== Excerto para leitura ==
Os elevados preços do petróleo, só por si, já destroem procura, mas avolumam-se os sinais de evolução mais branda do consumo. A desvalorização de 10 dólares na primeira semana de outubro foi sobretudo motivada pelo anúncio de que o consumo de combustíveis nos Estados Unidos recuou para mínimos desde o início do ano. A economia chinesa está a recuperar, mas não a um ritmo suficiente para perspetivar um forte consumo da matéria-prima.

A mensagem transmitida pelos bancos centrais de que as taxas de juro também vão permanecer elevadas por mais tempo também está a condicionar a evolução do petróleo, uma vez que agrava as perspetivas para a evolução da economia mundial e o consumo da matéria-prima. Além de que dá força ao dólar e acentua a alta das yields das obrigações, duas dinâmicas que são desfavoráveis à atratividade do investimento em petróleo.

A Agência Internacional de Energia (AIE) reduziu recentemente a estimativa para o aumento do consumo de petróleo a nível global em 2024 (880 mil barris por dia), assinalando que uma cotação nos 100 dólares contribuirá para a destruição de procura.

No cenário mais pessimista de escalada do conflito no Médio Oriente, será inevitável a cotação superar os 100 dólares, mas a negociação nos três dígitos pode ser de curta duração. Foi o que aconteceu na guerra na Ucrânia, quando o barril disparou para máximos históricos, mas pouco meses depois já estava abaixo dos 100 dólares. Um exemplo paradigmático de como os preços elevados destroem a procura.

Pressão em Riade, Moscovo e Washington

Após os cortes implementados nos últimos meses, a Arábia Saudita e a Rússia têm atualmente uma elevada capacidade para rapidamente elevarem a oferta de petróleo no mercado em resposta a uma situação de disrupção. Os dois países já admitiram que podem colocar mais matéria-prima no mercado se o agravamento do conflito no Médio Oriente destabilizar o mercado petrolífero.

== Secção de dados ==
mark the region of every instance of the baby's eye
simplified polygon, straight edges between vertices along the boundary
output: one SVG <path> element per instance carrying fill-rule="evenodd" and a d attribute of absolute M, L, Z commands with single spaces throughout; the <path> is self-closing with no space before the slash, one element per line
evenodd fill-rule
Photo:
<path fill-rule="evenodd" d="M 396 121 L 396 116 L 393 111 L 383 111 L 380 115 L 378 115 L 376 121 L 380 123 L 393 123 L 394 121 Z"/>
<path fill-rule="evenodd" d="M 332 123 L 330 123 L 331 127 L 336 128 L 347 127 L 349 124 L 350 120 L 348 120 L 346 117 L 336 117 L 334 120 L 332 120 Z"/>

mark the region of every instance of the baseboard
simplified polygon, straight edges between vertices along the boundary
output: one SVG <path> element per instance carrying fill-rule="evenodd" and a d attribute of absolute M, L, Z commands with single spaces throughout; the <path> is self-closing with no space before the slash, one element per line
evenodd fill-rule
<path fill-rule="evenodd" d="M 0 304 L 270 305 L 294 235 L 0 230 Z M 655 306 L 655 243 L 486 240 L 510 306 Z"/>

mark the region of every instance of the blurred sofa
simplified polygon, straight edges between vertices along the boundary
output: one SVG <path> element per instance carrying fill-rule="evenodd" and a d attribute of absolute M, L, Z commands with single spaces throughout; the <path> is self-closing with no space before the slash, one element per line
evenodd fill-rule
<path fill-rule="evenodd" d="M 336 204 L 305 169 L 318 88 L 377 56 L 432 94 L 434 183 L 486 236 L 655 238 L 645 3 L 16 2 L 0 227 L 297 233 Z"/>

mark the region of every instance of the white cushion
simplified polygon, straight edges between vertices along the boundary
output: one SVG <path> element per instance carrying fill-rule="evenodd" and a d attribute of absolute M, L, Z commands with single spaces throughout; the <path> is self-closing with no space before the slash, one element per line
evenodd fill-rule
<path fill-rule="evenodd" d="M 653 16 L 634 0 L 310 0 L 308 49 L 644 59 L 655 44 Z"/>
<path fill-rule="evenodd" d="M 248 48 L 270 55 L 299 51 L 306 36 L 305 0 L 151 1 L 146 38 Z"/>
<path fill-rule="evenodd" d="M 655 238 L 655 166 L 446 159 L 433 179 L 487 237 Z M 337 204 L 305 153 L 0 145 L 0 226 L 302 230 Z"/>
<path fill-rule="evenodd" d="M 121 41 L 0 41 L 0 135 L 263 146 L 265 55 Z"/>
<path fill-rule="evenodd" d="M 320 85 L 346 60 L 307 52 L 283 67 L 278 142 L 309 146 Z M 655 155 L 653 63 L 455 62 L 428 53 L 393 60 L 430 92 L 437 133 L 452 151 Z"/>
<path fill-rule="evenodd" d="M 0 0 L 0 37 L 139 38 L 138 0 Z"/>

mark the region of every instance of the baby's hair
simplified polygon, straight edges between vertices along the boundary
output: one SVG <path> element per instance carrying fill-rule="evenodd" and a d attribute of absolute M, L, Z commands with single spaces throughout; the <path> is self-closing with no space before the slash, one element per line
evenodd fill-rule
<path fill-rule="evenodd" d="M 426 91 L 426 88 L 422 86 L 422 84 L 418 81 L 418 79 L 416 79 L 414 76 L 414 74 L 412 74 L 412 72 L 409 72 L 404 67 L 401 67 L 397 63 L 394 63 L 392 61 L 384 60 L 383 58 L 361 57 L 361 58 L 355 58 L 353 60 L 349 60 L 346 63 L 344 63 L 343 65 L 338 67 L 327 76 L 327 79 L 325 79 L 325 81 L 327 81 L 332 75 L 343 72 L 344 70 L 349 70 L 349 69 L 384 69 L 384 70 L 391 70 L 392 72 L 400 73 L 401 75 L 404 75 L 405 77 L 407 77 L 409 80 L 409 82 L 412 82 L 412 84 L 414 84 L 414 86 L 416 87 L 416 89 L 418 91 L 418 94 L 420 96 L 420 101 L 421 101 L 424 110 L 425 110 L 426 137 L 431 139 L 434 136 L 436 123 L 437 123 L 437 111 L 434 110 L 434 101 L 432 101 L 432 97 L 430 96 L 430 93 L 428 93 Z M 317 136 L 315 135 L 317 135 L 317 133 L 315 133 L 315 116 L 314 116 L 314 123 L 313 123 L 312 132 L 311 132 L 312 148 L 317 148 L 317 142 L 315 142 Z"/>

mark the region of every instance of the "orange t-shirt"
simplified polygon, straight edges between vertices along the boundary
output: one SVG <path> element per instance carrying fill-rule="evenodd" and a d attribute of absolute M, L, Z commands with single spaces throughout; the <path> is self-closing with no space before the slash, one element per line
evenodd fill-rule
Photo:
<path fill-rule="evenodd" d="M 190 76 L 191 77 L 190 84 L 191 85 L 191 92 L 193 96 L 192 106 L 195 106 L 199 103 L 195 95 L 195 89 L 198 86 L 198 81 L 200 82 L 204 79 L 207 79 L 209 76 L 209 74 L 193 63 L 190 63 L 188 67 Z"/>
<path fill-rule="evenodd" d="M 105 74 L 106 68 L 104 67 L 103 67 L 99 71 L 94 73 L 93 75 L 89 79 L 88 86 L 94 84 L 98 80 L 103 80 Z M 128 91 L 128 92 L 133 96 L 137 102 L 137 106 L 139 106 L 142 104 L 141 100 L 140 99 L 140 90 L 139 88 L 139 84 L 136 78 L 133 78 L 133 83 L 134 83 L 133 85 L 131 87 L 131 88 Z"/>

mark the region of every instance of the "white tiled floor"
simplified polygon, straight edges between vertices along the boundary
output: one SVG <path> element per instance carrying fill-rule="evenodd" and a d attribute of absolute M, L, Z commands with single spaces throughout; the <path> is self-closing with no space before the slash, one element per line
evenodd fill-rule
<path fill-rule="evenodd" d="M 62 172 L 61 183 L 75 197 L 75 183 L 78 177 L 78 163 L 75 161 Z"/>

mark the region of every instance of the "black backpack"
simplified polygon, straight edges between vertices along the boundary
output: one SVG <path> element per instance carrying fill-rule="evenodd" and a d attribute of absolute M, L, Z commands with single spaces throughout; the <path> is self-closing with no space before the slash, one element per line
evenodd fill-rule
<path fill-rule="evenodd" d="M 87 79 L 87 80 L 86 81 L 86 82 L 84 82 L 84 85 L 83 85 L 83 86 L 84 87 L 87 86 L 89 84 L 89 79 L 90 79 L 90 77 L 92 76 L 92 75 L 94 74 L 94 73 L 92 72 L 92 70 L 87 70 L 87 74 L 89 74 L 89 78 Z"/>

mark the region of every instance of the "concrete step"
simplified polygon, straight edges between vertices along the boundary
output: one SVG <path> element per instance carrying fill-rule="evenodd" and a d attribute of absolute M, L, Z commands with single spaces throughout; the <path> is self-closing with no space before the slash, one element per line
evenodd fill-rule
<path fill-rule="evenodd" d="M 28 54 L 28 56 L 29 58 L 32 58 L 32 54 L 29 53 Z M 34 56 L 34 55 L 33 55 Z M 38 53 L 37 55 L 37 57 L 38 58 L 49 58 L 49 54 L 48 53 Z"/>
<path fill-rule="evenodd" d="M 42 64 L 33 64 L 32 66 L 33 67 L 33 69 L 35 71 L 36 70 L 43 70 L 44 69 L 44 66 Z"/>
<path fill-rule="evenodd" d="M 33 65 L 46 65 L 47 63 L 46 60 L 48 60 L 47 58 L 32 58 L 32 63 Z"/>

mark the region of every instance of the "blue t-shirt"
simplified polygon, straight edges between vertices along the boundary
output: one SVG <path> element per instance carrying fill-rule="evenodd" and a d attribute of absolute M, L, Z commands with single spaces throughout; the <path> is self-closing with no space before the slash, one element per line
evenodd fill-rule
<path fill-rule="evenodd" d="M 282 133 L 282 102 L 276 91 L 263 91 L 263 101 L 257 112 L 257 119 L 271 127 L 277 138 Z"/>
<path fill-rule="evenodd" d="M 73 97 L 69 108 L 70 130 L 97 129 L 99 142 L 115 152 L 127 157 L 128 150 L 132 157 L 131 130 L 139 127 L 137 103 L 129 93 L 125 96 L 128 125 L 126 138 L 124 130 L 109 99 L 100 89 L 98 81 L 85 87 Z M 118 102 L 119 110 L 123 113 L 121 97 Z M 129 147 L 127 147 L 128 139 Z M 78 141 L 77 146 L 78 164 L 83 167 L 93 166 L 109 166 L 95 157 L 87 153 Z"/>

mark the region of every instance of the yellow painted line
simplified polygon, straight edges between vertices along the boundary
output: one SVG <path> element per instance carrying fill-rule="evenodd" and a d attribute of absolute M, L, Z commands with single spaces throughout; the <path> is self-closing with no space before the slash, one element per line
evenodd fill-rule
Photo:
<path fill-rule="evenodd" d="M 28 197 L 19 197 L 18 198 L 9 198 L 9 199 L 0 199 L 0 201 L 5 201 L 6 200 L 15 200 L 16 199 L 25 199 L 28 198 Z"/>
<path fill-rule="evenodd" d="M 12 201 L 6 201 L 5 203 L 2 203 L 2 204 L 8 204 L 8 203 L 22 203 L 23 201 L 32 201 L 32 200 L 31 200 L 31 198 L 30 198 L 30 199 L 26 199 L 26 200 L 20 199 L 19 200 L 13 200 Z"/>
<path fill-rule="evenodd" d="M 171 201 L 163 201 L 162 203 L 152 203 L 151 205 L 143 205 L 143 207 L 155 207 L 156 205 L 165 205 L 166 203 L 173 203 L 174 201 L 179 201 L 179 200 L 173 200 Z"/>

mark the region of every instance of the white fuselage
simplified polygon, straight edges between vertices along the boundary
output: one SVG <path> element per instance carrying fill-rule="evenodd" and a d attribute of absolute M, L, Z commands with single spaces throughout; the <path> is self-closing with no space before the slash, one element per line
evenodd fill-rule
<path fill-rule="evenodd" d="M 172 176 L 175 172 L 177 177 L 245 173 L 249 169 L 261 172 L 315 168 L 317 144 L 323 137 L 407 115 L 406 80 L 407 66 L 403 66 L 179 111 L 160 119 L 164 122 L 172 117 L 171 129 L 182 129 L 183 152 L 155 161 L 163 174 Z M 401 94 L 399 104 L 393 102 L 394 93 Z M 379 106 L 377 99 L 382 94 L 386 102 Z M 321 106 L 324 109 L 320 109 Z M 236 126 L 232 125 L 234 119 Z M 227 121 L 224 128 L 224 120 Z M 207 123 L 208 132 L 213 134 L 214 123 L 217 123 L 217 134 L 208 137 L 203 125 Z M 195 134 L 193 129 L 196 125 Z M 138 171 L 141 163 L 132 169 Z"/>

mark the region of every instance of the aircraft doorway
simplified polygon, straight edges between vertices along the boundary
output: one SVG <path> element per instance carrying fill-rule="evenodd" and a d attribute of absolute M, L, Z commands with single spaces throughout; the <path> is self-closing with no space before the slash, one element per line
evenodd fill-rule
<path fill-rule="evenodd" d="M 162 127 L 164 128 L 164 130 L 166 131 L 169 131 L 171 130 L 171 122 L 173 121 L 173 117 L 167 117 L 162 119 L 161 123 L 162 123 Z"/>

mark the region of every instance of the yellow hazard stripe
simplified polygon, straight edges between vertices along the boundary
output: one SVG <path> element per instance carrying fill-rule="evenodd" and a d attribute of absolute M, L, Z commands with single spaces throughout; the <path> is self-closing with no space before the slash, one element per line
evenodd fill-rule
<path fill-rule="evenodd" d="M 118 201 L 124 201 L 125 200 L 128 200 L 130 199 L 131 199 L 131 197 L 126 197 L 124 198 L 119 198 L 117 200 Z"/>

== Tarefas a realizar ==
a. No excerto sobre o mercado do petróleo, qual é a estimativa da Agência Internacional de Energia para o aumento do consumo global de petróleo em 2024?
b. Dê continuidade ao excerto sobre o mercado do petróleo, começando logo após a última frase apresentada.

== Respostas por tarefa ==
a. 880 mil barris por dia.

b.
A Arábia Saudita e a Rússia já se comprometeram para prolongar os cortes extraordinários de produção até ao final do ano, mas começam a ficar com uma margem limitada para manter a estratégia em 2024. Mesmo que as cotações persistam nos níveis atuais, Moscovo conta com as receitas do petróleo para sustentar as despesas relacionadas com a guerra na Ucrânia que não tem fim à vista.

Riade tem uma capacidade financeira muito mais elevada e no passado demonstrou paciência na implementação da estratégia para impulsionar os preços até aos níveis pretendidos. Contudo, começam a ser mais visíveis os danos económicos de estar a produzir apenas 9 milhões de barris por dia, menos do que os 10 milhões de média da última década. De acordo com o Banco Mundial, o PIB da Arábia Saudita vai encolher 0,9% este ano e o governo do reino alterou as projeções orçamentais, passando a prever défices até 2026.

Apesar dos cortes da OPEP+, a oferta global de petróleo deverá crescer 1,5 milhões de barris este ano, devido ao impulso de outros produtores fora do cartel. Segundo da AIE, se os cortes extraordinários forem revertidos no início de 2024, o mercado petrolífero voltará a uma situação de excedente.

Em Washington a pressão também é elevada. 2024 é ano de eleições nos Estados Unidos e Joe Biden sabe que a reeleição será mais difícil se os preços dos combustíveis permanecerem elevados. Não só continuará a pesar no orçamento dos consumidores, como também pressionará a inflação em alta, impossibilitando a Fed de começar a reduzir as taxas de juro, mesmo numa situação de abrandamento económico.

Esta preocupação ajuda a explicar porque a administração norte-americana está a intensificar os esforços para conter a crise no Médio Oriente, procura reforçar os laços com a Arábia Saudita ao mesmo tempo que mantém os canais de comunicação com o Irão e está disponível para restringir as sanções à Venezuela para permitir que o petróleo deste país da América Latina chegue ao mercado.

O petróleo pode vir a estabilizar numa banda entre os 80 e 90 dólares, um intervalo que classificamos como sendo o ideal, pois não é muito frio para os produtores, mas também não muito quente para os consumidores.

Ole Hansen, analista do Saxo Markets

Analistas apontam aos dois dígitos

Tendo em conta a elevada incerteza que persiste a nível e económico e geopolítico, as estimativas dos analistas nesta altura devem ser sempre vistas com uma dose adicional de cautela.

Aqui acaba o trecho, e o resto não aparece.